What the task asks = Translate this sentence from the article about Hurricane Sandy evacuees at Brooklyn Tech into Spanish: "Mui wasn’t concerned, however, about sharing the building, as long as the students and evacuees were kept apart."
[Supplied text Boundary: Start]
Hundreds of People Calling Tech Home After Hurricane Sandy

By Dakota An

The elevators were down, the basement was stacked with boxes of food, and the 7th and 8th floors were full of cots filled with strangers. While the rest of New York tried to return to a state of normalcy, students of Brooklyn Tech returned to school to realize they were not alone.

According to the Brooklyn Tech website, due to the damage wreaked by Hurricane Sandy, 216 occupants, including elderly evacuees and those with both physical and mental needs, from the assisted living facilities, Surf Manor and Chai Home, were forced to relocate to the upper floors of Tech.

The evacuees were taken care of by the regular staff of the facilities, volunteers from the Red Cross, AmeriCorps, the Disaster Medical Assistance Team, and officials from the Office of Emergency Management.

As a result of this occupation, the elevators were restricted from student use, as the student body and the shelter area were to be kept separate for health and safety reasons. Because of this, several of the 30-minute classes had to be relocated. In addition, lunch had to be held in the auditorium.

One of the boxes of food left in the basement after the evacuees were relocated.
One of the boxes of food left in the basement after the evacuees were relocated.

Six days of missed classes meant many students were forced to work harder to compensate for the time lost. The marking period ending on November 9th, two days after classes began, heightened that anxiety.

Sophomore Sandy Mui disliked the 30-minute periods. “I learn a lot less with half- hour periods and teachers had to cram in a lot of info in shortened periods.”

Mui wasn’t concerned, however, about sharing the building, as long as the students and evacuees were kept apart.
[Supplied text Boundary: End]
[Recorded data Boundary: Start]
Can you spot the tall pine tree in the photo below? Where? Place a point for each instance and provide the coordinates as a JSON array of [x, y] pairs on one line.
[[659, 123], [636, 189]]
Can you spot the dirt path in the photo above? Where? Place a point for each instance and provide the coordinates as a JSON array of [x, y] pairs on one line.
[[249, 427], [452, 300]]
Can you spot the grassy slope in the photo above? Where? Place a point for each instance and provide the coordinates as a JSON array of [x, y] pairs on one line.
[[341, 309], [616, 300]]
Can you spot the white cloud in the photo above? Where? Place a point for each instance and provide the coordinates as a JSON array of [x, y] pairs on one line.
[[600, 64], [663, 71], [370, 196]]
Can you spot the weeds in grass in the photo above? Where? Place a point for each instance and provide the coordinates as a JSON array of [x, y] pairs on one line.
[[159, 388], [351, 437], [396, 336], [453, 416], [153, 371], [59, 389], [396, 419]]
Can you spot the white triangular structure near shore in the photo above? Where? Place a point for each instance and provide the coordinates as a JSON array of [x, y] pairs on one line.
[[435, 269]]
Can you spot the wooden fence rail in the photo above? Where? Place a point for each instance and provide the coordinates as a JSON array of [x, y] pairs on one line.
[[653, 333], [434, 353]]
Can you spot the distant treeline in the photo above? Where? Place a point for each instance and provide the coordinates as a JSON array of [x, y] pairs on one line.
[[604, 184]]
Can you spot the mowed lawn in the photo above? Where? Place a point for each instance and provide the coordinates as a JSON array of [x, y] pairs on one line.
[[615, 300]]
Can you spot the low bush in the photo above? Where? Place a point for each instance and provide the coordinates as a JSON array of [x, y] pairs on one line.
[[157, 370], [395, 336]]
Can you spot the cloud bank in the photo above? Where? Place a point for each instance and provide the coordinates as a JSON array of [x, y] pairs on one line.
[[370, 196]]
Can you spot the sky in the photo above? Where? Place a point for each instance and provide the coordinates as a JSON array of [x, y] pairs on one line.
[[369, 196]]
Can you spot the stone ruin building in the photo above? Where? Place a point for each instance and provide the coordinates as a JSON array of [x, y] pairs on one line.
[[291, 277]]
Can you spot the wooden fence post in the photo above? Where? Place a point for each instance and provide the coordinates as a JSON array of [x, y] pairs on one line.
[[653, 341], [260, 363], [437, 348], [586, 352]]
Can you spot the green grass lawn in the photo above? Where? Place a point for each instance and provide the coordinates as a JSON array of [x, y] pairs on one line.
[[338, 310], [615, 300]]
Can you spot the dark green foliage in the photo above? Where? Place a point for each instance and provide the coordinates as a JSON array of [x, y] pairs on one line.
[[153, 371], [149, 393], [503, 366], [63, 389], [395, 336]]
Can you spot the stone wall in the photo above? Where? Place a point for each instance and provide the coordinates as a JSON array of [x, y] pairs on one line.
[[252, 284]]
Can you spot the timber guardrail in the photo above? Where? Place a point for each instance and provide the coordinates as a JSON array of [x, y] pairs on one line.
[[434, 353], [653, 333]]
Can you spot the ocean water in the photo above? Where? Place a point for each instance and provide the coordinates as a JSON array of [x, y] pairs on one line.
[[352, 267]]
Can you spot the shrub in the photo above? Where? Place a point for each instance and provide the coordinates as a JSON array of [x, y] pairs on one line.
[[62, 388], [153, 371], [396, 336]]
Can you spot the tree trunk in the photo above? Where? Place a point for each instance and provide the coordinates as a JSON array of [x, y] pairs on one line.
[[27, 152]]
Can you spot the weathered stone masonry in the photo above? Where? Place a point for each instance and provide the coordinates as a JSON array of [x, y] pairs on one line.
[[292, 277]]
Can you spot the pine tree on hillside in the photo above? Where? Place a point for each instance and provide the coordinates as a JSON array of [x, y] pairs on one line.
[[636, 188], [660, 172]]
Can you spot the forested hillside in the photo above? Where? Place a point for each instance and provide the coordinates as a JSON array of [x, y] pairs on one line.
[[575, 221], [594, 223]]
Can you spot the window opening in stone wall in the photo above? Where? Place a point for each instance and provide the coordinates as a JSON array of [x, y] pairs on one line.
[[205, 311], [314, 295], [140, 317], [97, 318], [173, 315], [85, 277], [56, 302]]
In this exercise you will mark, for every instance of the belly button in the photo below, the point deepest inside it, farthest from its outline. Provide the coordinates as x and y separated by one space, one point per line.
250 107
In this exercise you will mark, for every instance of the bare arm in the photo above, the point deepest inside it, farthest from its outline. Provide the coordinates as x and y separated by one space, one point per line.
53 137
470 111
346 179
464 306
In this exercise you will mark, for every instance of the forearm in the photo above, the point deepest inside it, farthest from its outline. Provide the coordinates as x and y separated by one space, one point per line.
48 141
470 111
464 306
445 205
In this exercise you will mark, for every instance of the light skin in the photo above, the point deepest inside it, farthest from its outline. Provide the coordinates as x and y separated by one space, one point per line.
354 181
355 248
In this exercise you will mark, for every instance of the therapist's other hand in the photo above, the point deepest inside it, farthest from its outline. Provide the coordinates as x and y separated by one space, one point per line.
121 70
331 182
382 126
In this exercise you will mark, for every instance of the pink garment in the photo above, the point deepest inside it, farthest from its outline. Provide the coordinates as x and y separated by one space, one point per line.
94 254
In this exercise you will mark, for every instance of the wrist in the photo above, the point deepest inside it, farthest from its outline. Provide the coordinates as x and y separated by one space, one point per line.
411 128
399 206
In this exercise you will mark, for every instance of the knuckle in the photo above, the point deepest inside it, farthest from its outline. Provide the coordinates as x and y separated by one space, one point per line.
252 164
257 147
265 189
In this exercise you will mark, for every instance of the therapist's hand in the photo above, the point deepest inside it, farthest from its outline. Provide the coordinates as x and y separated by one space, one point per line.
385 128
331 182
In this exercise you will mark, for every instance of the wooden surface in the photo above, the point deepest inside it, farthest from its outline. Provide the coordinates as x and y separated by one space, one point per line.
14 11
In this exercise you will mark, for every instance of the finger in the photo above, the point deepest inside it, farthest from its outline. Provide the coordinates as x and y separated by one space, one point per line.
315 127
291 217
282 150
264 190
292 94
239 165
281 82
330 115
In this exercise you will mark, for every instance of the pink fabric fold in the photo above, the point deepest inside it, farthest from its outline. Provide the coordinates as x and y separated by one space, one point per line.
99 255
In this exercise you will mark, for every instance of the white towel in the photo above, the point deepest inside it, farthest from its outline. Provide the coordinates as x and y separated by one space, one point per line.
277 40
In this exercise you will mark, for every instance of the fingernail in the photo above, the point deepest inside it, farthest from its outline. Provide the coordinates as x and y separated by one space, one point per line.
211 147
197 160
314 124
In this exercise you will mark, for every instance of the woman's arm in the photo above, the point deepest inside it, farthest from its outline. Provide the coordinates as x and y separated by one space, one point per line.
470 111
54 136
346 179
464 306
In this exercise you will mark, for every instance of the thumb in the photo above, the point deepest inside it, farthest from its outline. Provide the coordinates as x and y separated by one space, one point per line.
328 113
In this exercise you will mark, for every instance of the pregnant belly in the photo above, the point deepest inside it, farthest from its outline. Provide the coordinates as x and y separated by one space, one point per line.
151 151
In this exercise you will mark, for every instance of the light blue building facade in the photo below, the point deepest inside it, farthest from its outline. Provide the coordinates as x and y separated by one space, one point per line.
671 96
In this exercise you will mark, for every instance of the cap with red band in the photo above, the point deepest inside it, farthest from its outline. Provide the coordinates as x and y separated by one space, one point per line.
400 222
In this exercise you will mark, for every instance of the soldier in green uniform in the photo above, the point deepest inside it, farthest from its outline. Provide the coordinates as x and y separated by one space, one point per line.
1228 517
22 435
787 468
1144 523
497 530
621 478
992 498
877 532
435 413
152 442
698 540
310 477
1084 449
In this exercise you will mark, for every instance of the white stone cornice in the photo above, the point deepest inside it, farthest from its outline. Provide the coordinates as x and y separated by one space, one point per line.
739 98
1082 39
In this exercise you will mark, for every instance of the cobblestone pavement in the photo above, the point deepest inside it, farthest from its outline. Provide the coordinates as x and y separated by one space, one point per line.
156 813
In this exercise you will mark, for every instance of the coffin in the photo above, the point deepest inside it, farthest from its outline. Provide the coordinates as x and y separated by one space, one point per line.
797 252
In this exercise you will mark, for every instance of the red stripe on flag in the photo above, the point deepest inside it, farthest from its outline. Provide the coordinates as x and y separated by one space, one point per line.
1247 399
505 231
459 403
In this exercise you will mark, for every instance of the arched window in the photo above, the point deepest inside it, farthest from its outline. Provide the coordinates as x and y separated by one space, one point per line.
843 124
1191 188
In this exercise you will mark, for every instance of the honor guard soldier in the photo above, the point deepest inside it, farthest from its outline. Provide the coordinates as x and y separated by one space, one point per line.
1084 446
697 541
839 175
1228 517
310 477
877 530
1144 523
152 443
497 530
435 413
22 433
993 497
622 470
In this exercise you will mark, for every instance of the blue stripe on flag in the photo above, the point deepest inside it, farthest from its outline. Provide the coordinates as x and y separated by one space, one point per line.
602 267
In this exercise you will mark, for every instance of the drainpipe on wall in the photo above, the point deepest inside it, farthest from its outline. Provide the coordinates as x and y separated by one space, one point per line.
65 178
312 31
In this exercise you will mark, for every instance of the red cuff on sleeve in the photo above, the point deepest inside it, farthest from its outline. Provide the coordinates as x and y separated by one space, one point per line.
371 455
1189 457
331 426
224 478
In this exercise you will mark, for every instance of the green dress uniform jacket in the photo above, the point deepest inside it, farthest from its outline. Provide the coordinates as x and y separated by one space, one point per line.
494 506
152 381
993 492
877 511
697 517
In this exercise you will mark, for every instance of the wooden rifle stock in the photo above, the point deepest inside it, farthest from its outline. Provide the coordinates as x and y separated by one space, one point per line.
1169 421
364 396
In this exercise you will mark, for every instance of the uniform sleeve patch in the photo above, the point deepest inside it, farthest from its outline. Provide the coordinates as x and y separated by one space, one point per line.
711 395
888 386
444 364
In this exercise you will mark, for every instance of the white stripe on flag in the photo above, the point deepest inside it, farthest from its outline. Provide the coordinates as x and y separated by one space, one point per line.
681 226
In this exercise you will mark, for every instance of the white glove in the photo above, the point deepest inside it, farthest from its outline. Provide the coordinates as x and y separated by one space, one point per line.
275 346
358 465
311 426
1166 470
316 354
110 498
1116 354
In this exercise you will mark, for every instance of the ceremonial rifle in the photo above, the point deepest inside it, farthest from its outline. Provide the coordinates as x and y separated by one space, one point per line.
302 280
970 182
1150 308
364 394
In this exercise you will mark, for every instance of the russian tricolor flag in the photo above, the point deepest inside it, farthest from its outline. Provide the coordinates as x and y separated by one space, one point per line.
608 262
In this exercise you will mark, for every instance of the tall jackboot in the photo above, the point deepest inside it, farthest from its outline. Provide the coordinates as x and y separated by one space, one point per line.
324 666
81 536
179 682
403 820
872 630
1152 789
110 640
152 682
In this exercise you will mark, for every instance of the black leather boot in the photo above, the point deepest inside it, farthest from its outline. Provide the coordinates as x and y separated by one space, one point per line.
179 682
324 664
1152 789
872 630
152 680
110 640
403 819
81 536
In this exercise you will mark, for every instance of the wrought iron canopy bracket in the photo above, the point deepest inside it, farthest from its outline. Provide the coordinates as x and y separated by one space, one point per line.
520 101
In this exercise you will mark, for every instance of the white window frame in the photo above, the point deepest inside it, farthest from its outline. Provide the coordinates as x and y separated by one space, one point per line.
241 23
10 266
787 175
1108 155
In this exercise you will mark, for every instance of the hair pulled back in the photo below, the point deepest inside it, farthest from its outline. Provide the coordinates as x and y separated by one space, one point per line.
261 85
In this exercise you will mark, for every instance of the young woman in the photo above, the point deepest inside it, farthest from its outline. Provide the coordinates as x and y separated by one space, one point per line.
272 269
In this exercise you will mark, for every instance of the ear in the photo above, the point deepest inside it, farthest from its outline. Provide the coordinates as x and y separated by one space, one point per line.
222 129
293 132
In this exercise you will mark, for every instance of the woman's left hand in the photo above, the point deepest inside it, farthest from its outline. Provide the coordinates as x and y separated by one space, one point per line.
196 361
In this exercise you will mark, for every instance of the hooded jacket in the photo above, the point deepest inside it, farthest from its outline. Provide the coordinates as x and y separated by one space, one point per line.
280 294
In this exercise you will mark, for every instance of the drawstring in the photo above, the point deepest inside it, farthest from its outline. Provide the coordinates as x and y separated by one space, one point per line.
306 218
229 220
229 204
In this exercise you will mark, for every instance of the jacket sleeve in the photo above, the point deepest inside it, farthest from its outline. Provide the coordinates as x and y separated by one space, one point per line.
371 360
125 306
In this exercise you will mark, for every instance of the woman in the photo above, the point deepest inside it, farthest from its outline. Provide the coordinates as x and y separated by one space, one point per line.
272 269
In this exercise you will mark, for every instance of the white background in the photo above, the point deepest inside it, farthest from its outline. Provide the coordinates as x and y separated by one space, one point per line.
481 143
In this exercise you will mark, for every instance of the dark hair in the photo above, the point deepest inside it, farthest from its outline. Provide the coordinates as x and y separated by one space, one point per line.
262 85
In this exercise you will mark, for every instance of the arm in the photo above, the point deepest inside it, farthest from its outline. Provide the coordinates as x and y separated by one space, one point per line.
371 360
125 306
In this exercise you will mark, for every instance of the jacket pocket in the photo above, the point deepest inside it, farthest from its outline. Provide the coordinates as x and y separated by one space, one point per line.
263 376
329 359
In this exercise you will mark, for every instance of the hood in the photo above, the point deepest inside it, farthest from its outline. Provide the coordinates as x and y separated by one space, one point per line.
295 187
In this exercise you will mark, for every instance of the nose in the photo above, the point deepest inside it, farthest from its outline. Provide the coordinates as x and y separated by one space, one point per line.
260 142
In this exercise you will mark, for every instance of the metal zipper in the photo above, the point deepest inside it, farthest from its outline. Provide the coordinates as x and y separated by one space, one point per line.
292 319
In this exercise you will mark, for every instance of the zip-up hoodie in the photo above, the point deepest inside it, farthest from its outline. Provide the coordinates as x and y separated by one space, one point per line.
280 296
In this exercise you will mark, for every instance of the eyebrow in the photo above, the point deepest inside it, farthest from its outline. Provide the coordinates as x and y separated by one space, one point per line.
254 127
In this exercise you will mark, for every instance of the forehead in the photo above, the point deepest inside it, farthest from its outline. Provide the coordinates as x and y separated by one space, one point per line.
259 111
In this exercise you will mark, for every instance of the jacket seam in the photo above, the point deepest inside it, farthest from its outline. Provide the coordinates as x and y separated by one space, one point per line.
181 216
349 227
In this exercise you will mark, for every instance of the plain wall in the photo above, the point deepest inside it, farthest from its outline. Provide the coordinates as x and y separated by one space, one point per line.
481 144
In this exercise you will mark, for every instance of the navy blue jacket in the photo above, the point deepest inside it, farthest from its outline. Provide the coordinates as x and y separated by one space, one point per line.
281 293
[Recorded data Boundary: End]
Exercise solution = Sin embargo, a Mui no le preocupaba compartir el edificio, siempre y cuando los estudiantes y los evacuados se mantuvieran separados.